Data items
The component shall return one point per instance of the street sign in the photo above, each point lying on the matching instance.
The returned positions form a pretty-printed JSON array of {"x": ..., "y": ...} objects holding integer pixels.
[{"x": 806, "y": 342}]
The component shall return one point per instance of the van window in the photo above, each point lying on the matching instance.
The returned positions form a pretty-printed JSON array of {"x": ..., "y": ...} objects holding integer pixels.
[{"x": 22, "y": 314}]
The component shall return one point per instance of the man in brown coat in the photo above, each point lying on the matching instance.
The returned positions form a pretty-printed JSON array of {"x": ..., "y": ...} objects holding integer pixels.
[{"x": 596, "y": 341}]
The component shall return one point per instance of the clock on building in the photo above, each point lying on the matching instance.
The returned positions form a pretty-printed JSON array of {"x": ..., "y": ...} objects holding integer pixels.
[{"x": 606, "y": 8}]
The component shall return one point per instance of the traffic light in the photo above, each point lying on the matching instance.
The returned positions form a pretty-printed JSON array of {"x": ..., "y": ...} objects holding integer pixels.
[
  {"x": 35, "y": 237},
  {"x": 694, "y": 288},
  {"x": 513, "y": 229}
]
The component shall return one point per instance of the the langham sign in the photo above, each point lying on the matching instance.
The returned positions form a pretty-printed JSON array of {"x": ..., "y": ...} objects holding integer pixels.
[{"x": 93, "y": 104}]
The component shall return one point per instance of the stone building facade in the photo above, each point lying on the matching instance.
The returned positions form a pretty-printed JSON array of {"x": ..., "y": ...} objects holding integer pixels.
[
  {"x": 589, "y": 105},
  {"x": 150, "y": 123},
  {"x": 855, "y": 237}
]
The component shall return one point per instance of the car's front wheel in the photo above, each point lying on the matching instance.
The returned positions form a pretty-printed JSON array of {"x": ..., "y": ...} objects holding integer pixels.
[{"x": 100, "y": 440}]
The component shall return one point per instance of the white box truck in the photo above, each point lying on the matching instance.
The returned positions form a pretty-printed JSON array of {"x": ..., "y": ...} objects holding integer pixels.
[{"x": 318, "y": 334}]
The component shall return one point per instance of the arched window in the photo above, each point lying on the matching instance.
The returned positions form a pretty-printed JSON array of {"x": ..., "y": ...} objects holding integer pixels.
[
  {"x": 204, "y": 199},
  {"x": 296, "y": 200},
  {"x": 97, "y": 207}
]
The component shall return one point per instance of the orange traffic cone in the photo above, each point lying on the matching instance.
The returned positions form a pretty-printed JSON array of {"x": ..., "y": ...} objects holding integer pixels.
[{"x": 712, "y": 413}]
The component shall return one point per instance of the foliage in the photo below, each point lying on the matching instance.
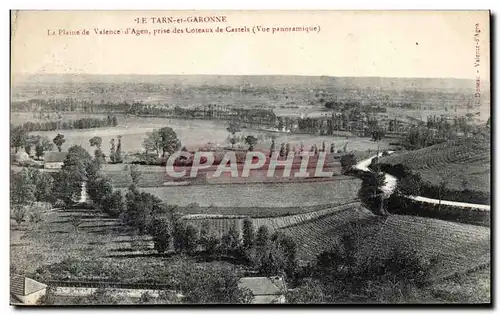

▶ WHAT IS NEEDED
Each record above should be copied character for character, with pictures dropped.

▶ TASK ANSWER
The component shall return one point per instance of the street sign in the photo above, each point lying on the matching instance.
The returned positions form a pretty-printed JSON array of {"x": ..., "y": ...} objects holding integer pixels.
[{"x": 806, "y": 342}]
The component shall return one point per instance of the van window in the photo above, each point lying on the matching instance.
The returned positions form a pretty-printed JSON array of {"x": ..., "y": ...} objects holding integer pixels.
[{"x": 22, "y": 314}]
The component shall return one point per instance of the man in brown coat in the photo above, each point lying on the matching instance.
The returned positions form a pretty-printed JSON array of {"x": ..., "y": ...} objects holding integer pixels.
[{"x": 596, "y": 341}]
The component shall return one point per instance of the clock on building in the photo above, each point lying on the matching instance.
The returned positions form a pretty-printed JSON array of {"x": ..., "y": ...} objects holding integer pixels.
[{"x": 606, "y": 8}]
The component shall return one point per instance of the traffic light in the photo above, each point lying on the matching instance.
The returned positions form a pretty-printed JSON array of {"x": ..., "y": ...} objects holding integer pixels.
[
  {"x": 35, "y": 237},
  {"x": 694, "y": 288},
  {"x": 513, "y": 229}
]
The component shall return one point per instance of the the langham sign in the photo above, each point lying on the matching instance.
The returned positions form a pretty-printed JSON array of {"x": ..., "y": ...} objects holding integer pixels.
[{"x": 93, "y": 104}]
The component shall return one point per instance of the stone building facade in the photo above, each point lying on the matching instance.
The returned positions form a pretty-printed JSON array of {"x": ..., "y": ...} objects holding integer pixels.
[
  {"x": 589, "y": 105},
  {"x": 150, "y": 123},
  {"x": 855, "y": 237}
]
The component shall return one point per instance of the car's front wheel in the photo above, each point lying on the matching instance.
The returned positions form a pretty-printed JSON array of {"x": ..., "y": ...} objects holding integer pixels.
[{"x": 100, "y": 440}]
The component shall return one point per instance of the white box truck in the photo above, each point lying on the matching instance.
The returned positions form a pretty-printed JSON array of {"x": ..., "y": ...} objects holding integer pixels.
[{"x": 318, "y": 334}]
The component shall return one point per instance of the arched window in the photo above, each point lying on the matching instance.
The returned positions form a pretty-printed JSON array of {"x": ..., "y": ...} objects holding integer pixels.
[
  {"x": 204, "y": 199},
  {"x": 296, "y": 200},
  {"x": 97, "y": 207}
]
The component shall return one point per instance of the orange traffic cone in the photo above, each point lying on the matching instance.
The returned positions form a pretty-printed JSON array of {"x": ..., "y": ...} objects holding integer pixels.
[{"x": 712, "y": 413}]
The component shall return one point per instance of the foliage in the photo below, each point lying on the matching instance.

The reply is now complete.